▶

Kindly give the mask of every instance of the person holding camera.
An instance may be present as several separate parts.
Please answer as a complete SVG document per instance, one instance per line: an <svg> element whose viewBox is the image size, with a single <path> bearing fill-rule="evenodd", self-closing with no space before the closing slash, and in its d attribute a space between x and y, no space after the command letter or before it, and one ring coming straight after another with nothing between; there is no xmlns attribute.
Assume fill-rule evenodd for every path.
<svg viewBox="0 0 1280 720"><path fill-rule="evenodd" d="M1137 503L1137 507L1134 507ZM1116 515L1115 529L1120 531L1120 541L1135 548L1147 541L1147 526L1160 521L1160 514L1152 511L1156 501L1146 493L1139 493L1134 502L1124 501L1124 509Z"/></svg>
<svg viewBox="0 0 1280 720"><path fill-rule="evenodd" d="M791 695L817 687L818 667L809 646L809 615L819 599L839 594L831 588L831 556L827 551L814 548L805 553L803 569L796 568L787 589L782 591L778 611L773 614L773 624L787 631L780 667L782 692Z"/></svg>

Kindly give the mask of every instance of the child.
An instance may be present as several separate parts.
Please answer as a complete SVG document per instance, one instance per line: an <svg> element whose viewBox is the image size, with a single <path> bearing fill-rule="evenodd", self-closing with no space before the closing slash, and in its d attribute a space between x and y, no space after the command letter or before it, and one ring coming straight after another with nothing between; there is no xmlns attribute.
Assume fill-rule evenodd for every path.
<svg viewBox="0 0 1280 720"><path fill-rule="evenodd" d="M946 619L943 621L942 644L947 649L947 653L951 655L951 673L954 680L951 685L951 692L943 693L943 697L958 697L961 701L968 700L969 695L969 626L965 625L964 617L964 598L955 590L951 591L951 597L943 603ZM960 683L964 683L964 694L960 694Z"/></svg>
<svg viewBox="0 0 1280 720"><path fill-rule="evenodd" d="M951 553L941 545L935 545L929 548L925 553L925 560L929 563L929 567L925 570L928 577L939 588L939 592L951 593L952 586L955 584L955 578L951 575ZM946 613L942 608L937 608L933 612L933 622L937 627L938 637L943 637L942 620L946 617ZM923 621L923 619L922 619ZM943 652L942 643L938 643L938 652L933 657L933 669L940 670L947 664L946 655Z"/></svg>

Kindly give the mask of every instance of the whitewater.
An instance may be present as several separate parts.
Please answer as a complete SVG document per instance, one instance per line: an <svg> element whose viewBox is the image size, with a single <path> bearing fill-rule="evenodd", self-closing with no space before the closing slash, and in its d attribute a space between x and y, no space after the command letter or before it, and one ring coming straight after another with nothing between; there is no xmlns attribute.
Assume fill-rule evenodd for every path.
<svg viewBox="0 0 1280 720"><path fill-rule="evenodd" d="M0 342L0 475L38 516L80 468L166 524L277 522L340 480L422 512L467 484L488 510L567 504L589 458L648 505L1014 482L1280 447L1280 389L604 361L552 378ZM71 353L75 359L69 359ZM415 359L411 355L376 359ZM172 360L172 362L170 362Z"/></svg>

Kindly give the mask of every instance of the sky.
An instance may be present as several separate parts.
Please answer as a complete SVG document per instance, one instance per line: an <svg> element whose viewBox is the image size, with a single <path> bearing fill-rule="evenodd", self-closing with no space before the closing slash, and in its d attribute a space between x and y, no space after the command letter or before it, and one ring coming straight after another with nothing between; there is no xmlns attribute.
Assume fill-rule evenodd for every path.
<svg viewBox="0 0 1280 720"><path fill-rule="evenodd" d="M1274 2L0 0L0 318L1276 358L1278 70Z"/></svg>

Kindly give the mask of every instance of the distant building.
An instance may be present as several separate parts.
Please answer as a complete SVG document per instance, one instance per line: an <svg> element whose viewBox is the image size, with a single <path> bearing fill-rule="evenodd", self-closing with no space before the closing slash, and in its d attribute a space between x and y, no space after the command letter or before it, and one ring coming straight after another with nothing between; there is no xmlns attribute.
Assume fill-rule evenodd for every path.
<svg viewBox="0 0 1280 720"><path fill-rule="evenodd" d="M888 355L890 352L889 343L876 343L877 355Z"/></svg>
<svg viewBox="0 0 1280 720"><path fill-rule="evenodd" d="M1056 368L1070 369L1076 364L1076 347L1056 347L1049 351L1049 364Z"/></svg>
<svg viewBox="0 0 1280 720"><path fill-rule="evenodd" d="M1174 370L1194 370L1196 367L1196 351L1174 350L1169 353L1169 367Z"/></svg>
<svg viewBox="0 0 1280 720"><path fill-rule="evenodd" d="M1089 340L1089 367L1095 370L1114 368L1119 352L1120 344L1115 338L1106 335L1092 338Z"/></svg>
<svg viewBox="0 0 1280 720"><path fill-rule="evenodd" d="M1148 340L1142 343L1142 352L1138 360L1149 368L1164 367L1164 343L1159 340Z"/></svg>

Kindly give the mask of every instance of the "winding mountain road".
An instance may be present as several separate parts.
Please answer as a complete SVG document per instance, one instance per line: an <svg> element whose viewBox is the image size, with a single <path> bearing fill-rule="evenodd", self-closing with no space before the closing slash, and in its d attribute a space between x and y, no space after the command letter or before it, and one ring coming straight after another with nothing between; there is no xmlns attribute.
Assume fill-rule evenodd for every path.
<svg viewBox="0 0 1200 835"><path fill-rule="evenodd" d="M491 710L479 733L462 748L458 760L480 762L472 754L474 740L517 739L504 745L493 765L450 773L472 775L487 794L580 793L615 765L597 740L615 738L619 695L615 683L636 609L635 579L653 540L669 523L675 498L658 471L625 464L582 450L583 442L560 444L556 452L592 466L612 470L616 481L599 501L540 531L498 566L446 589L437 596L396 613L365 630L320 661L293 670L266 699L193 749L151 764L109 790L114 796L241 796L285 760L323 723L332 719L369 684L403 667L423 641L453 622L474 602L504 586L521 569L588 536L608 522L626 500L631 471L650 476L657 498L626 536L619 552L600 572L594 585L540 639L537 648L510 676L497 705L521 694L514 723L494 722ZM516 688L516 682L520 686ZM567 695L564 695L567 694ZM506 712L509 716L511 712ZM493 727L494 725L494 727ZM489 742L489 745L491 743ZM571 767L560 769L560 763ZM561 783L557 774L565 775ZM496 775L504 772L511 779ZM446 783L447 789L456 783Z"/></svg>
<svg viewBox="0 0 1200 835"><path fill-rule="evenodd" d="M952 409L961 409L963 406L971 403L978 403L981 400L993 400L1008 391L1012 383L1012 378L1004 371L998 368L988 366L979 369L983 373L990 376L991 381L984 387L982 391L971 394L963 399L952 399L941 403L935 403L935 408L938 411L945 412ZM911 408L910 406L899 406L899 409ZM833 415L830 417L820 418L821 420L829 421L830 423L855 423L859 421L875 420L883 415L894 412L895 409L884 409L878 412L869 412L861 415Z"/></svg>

◀

Your answer must be an exact copy of every entry above.

Kindly give the mask of every instance of the person holding camera.
An instance may be present as several separate parts.
Please answer as a complete SVG document per instance, one instance per line: an <svg> element whose viewBox is the image size, with a single <path> bearing fill-rule="evenodd", self-closing with no space before the closing slash, and in its d attribute a space between x and y, no space after the command letter or before it, and one ring coming straight after another with nothing between; there is no xmlns attribute.
Assume fill-rule evenodd for every path.
<svg viewBox="0 0 1280 720"><path fill-rule="evenodd" d="M1137 503L1137 507L1134 507ZM1116 515L1115 529L1120 531L1120 541L1135 548L1147 541L1147 526L1160 521L1160 514L1152 511L1156 501L1146 493L1139 493L1134 502L1124 501L1124 509Z"/></svg>
<svg viewBox="0 0 1280 720"><path fill-rule="evenodd" d="M791 695L817 687L818 667L809 646L809 615L819 599L839 594L831 588L831 556L827 551L814 548L805 553L803 569L796 568L787 589L782 591L778 611L773 614L773 624L787 631L780 667L782 692Z"/></svg>

Kindly give the mask of every instance of the child.
An instance may be present as several separate parts.
Please answer as a complete SVG document per instance, one instance per line: an <svg> element whose viewBox is the image size, with a single <path> bearing fill-rule="evenodd", self-closing with no space before the closing slash, and in its d attribute a space between x and y, no space after the command letter or before it, and one ring coming straight after another with nothing between; there is no xmlns attribute.
Assume fill-rule evenodd for every path.
<svg viewBox="0 0 1280 720"><path fill-rule="evenodd" d="M946 619L943 621L942 644L947 649L947 653L951 655L951 673L954 680L951 685L951 692L943 693L943 697L958 697L961 701L968 700L969 695L969 626L965 625L964 617L964 598L955 590L951 591L951 597L943 603ZM960 683L964 683L964 694L960 694Z"/></svg>
<svg viewBox="0 0 1280 720"><path fill-rule="evenodd" d="M951 553L941 545L935 545L929 548L925 553L925 560L929 563L929 567L925 570L928 577L939 588L939 592L951 593L952 586L955 584L955 578L951 575ZM946 613L942 608L937 608L933 612L933 622L937 627L938 637L943 637L942 620L946 617ZM923 621L923 619L922 619ZM943 652L942 643L938 643L938 652L933 657L933 669L940 670L947 664L946 655Z"/></svg>

Kindly give the mask of every instance of the whitewater.
An instance may be present as several separate parts.
Please answer as a complete SVG document per instance, one instance per line: an <svg> element whose viewBox is the image size, with a single <path> bearing fill-rule="evenodd", self-closing with no space before the closing slash, and in its d attribute a space between x and y, no space after the command letter or before it, and one ring coming straight after another with nothing between; there is no xmlns attribute.
Assume fill-rule evenodd for every path.
<svg viewBox="0 0 1280 720"><path fill-rule="evenodd" d="M0 342L0 475L38 516L80 468L166 524L277 522L340 480L422 512L467 484L488 510L567 504L589 458L648 505L1014 482L1280 447L1280 389L604 361L552 378ZM71 353L75 359L69 359ZM415 359L411 355L376 359ZM172 360L172 362L170 362Z"/></svg>

Kindly give the mask of every instance of the sky.
An instance may be present as several separate parts.
Please answer as a complete SVG document per instance, one instance per line: an <svg> element whose viewBox is the image size, with a single <path> bearing fill-rule="evenodd", self-closing with no space before the closing slash, and in its d attribute a space between x and y, no space after the command letter or before it, and one ring coming straight after another with nothing between; there is no xmlns attribute.
Assume fill-rule evenodd for every path.
<svg viewBox="0 0 1280 720"><path fill-rule="evenodd" d="M1274 2L0 0L0 318L1276 358L1278 70Z"/></svg>

Kindly give the mask of every instance of the distant building.
An instance may be present as several separate parts.
Please answer as a complete SVG document per instance, one instance per line: an <svg> element whose viewBox is the image size, with a single <path> bearing fill-rule="evenodd", self-closing with no space before the closing slash, and in its d attribute a space between x and y, no space after the command letter or before it, and one ring coming straight after another with nothing between; there is no xmlns attribute.
Assume fill-rule evenodd for every path.
<svg viewBox="0 0 1280 720"><path fill-rule="evenodd" d="M888 355L890 352L889 343L876 343L877 355Z"/></svg>
<svg viewBox="0 0 1280 720"><path fill-rule="evenodd" d="M1056 368L1070 369L1076 364L1076 347L1056 347L1049 351L1049 364Z"/></svg>
<svg viewBox="0 0 1280 720"><path fill-rule="evenodd" d="M1174 370L1194 370L1196 367L1196 351L1174 350L1169 353L1169 367Z"/></svg>
<svg viewBox="0 0 1280 720"><path fill-rule="evenodd" d="M1089 340L1089 367L1095 370L1114 368L1119 352L1120 344L1115 338L1106 335L1092 338Z"/></svg>
<svg viewBox="0 0 1280 720"><path fill-rule="evenodd" d="M1148 340L1142 343L1142 352L1138 360L1149 368L1164 367L1164 343L1159 340Z"/></svg>

Kindly give the mask of every instance of the "winding mountain road".
An instance may be present as several separate parts.
Please answer as a complete SVG document per instance, one instance per line: an <svg> element whose viewBox is the image size, with a single <path> bearing fill-rule="evenodd", self-closing with no space before the closing slash, and in its d attribute a space between x and y, no space after the command letter or before it, and one ring coming straight after another with nothing between; there is no xmlns attribute.
Assume fill-rule evenodd for every path.
<svg viewBox="0 0 1200 835"><path fill-rule="evenodd" d="M491 710L479 733L462 748L458 760L480 762L472 754L474 740L517 739L504 745L493 765L450 773L472 775L487 794L580 793L615 765L597 740L615 738L619 695L615 683L636 609L635 579L653 540L669 523L675 498L658 471L625 464L582 450L583 442L560 444L556 452L592 466L612 470L616 481L599 501L540 531L498 566L446 589L437 596L396 613L365 630L320 661L293 670L266 699L193 749L151 764L109 790L114 796L241 796L285 760L323 723L332 719L369 684L403 667L423 641L453 622L474 602L504 586L521 569L588 536L608 522L626 500L631 471L650 476L657 498L626 536L619 552L600 572L594 585L540 639L537 648L510 676L497 705L521 694L514 723L494 722ZM516 688L516 682L520 686ZM567 695L564 695L567 694ZM506 712L509 716L511 712ZM493 727L494 725L494 727ZM489 742L489 745L491 743ZM571 767L560 769L560 763ZM561 783L557 774L565 775ZM496 775L504 772L511 779ZM446 783L447 789L456 783Z"/></svg>
<svg viewBox="0 0 1200 835"><path fill-rule="evenodd" d="M952 409L961 409L963 406L971 403L978 403L981 400L993 400L1008 391L1012 383L1012 378L1004 371L998 368L988 366L979 369L983 373L990 376L991 381L984 387L982 391L971 394L963 399L952 399L941 403L935 403L935 408L938 411L945 412ZM911 408L910 406L899 406L899 409ZM833 415L830 417L820 418L821 420L829 421L830 423L855 423L859 421L875 420L883 415L894 412L895 409L884 409L878 412L869 412L861 415Z"/></svg>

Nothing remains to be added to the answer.